Give as a numbered list the lines in the records below, starting with the line that contains "Objective — one point per instance of the ford" and running through the end of the records, skipping any blank lines.

Collection entries:
══════════════════════════════

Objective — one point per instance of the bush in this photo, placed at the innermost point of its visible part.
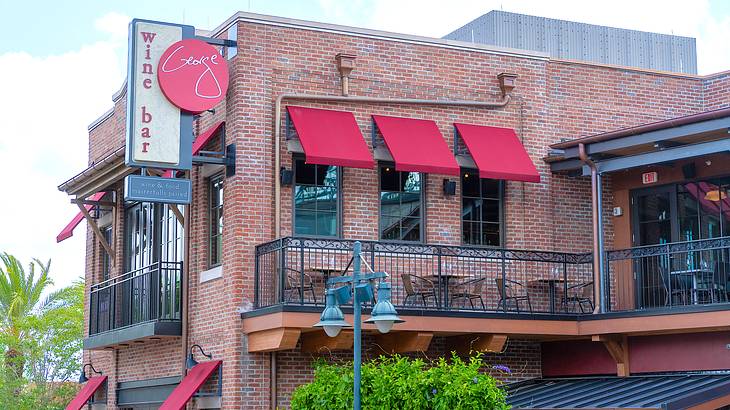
(398, 382)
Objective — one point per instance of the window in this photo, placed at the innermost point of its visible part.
(400, 204)
(216, 220)
(481, 210)
(316, 199)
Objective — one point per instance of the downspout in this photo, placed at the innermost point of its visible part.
(184, 283)
(596, 226)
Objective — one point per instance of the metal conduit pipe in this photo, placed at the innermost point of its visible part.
(596, 227)
(366, 100)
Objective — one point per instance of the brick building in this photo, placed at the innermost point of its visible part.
(489, 245)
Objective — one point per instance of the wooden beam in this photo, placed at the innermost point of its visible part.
(319, 342)
(618, 348)
(282, 338)
(403, 342)
(488, 343)
(178, 214)
(98, 233)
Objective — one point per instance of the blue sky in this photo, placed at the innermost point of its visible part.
(61, 61)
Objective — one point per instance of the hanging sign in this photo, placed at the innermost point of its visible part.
(159, 134)
(193, 75)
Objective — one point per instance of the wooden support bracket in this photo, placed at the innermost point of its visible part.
(465, 344)
(618, 348)
(319, 342)
(403, 342)
(272, 340)
(98, 233)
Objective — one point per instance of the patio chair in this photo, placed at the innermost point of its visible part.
(579, 294)
(676, 286)
(512, 291)
(300, 283)
(468, 290)
(416, 288)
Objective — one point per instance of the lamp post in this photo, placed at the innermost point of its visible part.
(383, 314)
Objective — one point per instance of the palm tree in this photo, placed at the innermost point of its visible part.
(20, 301)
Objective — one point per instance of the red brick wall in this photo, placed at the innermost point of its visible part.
(553, 101)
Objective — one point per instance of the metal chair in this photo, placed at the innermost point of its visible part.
(468, 290)
(417, 287)
(299, 282)
(578, 295)
(510, 290)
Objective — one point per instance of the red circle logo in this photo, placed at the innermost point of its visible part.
(193, 75)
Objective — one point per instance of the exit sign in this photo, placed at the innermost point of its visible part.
(649, 177)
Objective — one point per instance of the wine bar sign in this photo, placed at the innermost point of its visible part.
(159, 133)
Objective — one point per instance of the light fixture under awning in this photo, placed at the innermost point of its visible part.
(85, 394)
(498, 153)
(416, 145)
(190, 385)
(330, 137)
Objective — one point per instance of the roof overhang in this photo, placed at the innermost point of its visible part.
(98, 176)
(656, 143)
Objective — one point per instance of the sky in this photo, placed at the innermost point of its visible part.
(61, 61)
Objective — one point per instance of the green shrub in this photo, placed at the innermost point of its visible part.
(398, 382)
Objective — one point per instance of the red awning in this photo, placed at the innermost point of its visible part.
(416, 145)
(330, 137)
(68, 231)
(189, 385)
(86, 392)
(498, 153)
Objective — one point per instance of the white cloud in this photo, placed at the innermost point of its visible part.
(48, 103)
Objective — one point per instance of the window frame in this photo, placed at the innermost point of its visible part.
(422, 198)
(338, 217)
(211, 183)
(502, 224)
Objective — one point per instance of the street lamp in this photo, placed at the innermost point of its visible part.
(383, 315)
(82, 378)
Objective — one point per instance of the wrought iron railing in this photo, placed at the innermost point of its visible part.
(293, 271)
(669, 275)
(147, 294)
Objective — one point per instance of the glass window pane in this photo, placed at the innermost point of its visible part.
(490, 210)
(470, 184)
(305, 197)
(471, 209)
(305, 173)
(490, 188)
(389, 179)
(411, 181)
(305, 222)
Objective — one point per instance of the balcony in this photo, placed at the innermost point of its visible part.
(430, 278)
(672, 277)
(141, 304)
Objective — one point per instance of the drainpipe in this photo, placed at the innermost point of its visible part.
(595, 204)
(506, 84)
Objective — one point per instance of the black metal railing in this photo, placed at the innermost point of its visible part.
(668, 275)
(147, 294)
(293, 271)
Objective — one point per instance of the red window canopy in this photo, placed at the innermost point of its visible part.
(189, 385)
(416, 145)
(86, 392)
(498, 153)
(330, 137)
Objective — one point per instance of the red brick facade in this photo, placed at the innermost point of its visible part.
(553, 100)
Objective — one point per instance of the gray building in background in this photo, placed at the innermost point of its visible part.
(580, 41)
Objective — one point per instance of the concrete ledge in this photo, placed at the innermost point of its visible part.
(139, 331)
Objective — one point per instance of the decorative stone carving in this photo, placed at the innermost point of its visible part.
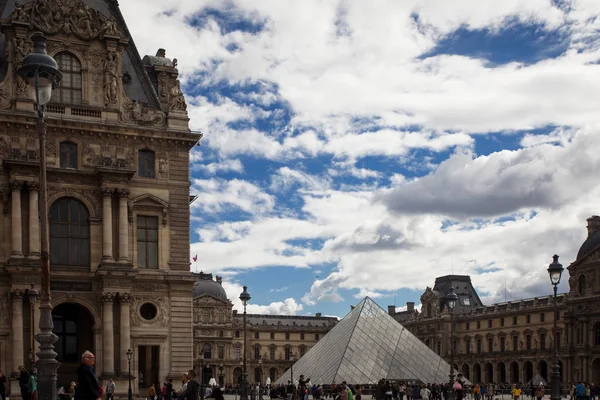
(142, 115)
(176, 98)
(17, 294)
(111, 79)
(3, 147)
(107, 297)
(5, 309)
(68, 16)
(89, 156)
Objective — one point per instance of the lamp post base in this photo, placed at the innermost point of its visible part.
(47, 364)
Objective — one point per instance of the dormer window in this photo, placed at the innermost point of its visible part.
(69, 90)
(146, 167)
(68, 155)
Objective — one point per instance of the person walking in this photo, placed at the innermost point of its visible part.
(110, 389)
(88, 386)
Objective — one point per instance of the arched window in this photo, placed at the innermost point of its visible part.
(69, 233)
(69, 90)
(146, 164)
(582, 284)
(206, 351)
(68, 155)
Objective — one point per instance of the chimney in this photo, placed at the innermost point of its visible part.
(593, 224)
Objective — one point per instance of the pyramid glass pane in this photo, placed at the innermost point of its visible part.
(365, 346)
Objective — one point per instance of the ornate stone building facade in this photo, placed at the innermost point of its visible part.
(118, 196)
(272, 341)
(513, 341)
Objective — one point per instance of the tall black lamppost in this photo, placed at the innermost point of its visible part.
(245, 298)
(202, 375)
(292, 376)
(555, 271)
(41, 73)
(221, 373)
(32, 293)
(129, 391)
(451, 299)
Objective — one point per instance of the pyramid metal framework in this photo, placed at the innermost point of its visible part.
(365, 346)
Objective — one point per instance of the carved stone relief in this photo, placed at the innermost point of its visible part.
(67, 16)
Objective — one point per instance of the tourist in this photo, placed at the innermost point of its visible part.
(88, 386)
(110, 389)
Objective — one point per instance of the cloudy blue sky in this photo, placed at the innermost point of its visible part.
(357, 148)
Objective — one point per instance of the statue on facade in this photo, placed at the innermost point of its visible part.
(176, 98)
(110, 79)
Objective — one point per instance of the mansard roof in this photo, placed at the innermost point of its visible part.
(140, 88)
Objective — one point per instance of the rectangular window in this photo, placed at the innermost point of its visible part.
(147, 242)
(542, 341)
(146, 167)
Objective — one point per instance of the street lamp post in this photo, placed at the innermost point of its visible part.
(245, 298)
(451, 299)
(32, 293)
(555, 271)
(41, 73)
(221, 373)
(202, 375)
(129, 391)
(292, 376)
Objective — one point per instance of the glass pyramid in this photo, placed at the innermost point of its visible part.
(365, 346)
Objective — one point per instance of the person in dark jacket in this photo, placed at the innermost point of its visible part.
(88, 386)
(192, 389)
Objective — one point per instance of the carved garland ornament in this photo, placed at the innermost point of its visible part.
(68, 16)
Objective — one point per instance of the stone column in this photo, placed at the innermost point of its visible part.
(15, 218)
(108, 341)
(125, 330)
(123, 226)
(17, 328)
(107, 225)
(34, 220)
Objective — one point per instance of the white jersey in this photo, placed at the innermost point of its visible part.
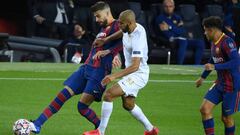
(135, 45)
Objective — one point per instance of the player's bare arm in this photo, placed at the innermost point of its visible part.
(100, 54)
(134, 67)
(209, 67)
(101, 41)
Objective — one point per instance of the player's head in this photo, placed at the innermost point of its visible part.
(168, 6)
(127, 20)
(212, 25)
(102, 13)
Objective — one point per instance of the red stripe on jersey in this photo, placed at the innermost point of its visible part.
(237, 102)
(61, 97)
(228, 81)
(84, 112)
(55, 105)
(209, 131)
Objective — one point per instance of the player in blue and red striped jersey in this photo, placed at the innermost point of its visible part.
(87, 79)
(226, 89)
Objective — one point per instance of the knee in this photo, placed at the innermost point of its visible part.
(82, 108)
(128, 106)
(227, 120)
(205, 111)
(108, 96)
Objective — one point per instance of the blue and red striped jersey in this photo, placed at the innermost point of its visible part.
(114, 46)
(225, 57)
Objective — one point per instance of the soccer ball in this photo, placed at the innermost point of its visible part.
(22, 127)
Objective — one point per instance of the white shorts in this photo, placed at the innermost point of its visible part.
(132, 83)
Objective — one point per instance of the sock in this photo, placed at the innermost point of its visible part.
(209, 126)
(88, 113)
(229, 130)
(106, 113)
(139, 115)
(53, 108)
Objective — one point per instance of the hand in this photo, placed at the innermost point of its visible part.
(100, 54)
(116, 63)
(209, 67)
(40, 19)
(199, 82)
(164, 26)
(107, 79)
(98, 42)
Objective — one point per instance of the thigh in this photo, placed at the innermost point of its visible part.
(131, 84)
(94, 88)
(128, 101)
(77, 81)
(230, 104)
(87, 98)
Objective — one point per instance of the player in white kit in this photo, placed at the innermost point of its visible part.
(134, 76)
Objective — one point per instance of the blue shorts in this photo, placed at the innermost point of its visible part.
(230, 100)
(87, 80)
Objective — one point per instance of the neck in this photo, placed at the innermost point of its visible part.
(132, 28)
(217, 36)
(110, 20)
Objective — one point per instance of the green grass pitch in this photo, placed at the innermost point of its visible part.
(170, 100)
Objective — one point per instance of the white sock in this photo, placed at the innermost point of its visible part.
(106, 113)
(139, 115)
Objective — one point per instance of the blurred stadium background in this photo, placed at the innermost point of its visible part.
(170, 100)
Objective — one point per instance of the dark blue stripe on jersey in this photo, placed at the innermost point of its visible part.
(136, 52)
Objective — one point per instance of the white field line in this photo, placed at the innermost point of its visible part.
(62, 79)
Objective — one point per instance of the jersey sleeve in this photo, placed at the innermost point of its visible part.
(230, 49)
(138, 44)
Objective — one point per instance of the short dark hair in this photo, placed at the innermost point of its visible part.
(101, 5)
(213, 22)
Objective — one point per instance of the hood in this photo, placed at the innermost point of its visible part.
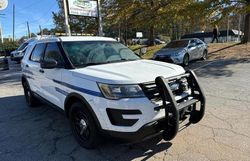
(169, 51)
(132, 72)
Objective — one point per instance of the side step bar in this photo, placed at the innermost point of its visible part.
(172, 108)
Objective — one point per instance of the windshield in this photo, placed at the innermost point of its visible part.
(87, 53)
(21, 47)
(177, 44)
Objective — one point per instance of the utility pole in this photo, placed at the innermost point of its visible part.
(100, 27)
(41, 31)
(13, 22)
(228, 27)
(67, 26)
(28, 27)
(239, 27)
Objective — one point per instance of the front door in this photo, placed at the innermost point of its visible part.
(51, 76)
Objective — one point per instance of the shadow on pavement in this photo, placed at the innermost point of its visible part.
(224, 48)
(43, 133)
(220, 68)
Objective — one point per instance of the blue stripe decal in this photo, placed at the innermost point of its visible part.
(61, 91)
(83, 90)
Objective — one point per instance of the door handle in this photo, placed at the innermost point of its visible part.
(41, 71)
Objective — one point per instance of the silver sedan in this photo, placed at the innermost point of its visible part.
(182, 51)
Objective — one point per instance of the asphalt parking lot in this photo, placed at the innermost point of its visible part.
(43, 133)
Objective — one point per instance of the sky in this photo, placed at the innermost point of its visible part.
(36, 12)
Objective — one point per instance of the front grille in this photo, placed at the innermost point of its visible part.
(152, 93)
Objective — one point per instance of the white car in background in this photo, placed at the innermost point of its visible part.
(106, 89)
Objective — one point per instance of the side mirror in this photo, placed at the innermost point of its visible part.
(191, 45)
(49, 64)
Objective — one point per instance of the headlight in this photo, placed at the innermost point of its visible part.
(121, 91)
(180, 53)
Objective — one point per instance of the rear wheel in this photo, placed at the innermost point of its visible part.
(204, 55)
(186, 60)
(83, 126)
(29, 96)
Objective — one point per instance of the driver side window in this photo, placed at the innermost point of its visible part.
(53, 52)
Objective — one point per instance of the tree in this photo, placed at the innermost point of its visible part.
(150, 14)
(227, 7)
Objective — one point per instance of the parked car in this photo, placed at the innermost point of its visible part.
(18, 54)
(105, 88)
(156, 41)
(4, 64)
(182, 51)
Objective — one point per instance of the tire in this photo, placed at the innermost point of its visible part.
(29, 96)
(204, 55)
(83, 126)
(185, 60)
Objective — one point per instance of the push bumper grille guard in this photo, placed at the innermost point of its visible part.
(172, 108)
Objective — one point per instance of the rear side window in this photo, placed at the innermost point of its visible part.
(53, 52)
(37, 52)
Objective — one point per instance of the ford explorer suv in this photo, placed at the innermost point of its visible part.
(107, 90)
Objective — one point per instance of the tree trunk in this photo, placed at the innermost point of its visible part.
(246, 37)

══════════════════════════════

* [RESULT BELOW]
1. Objective — one point per instance of the ford explorer suv in this photo, placed at the innermost point of its visible part.
2. (107, 90)
3. Objective — one point per instance of the tree trunk in this photo, placed at the innermost point of its visible part.
4. (246, 37)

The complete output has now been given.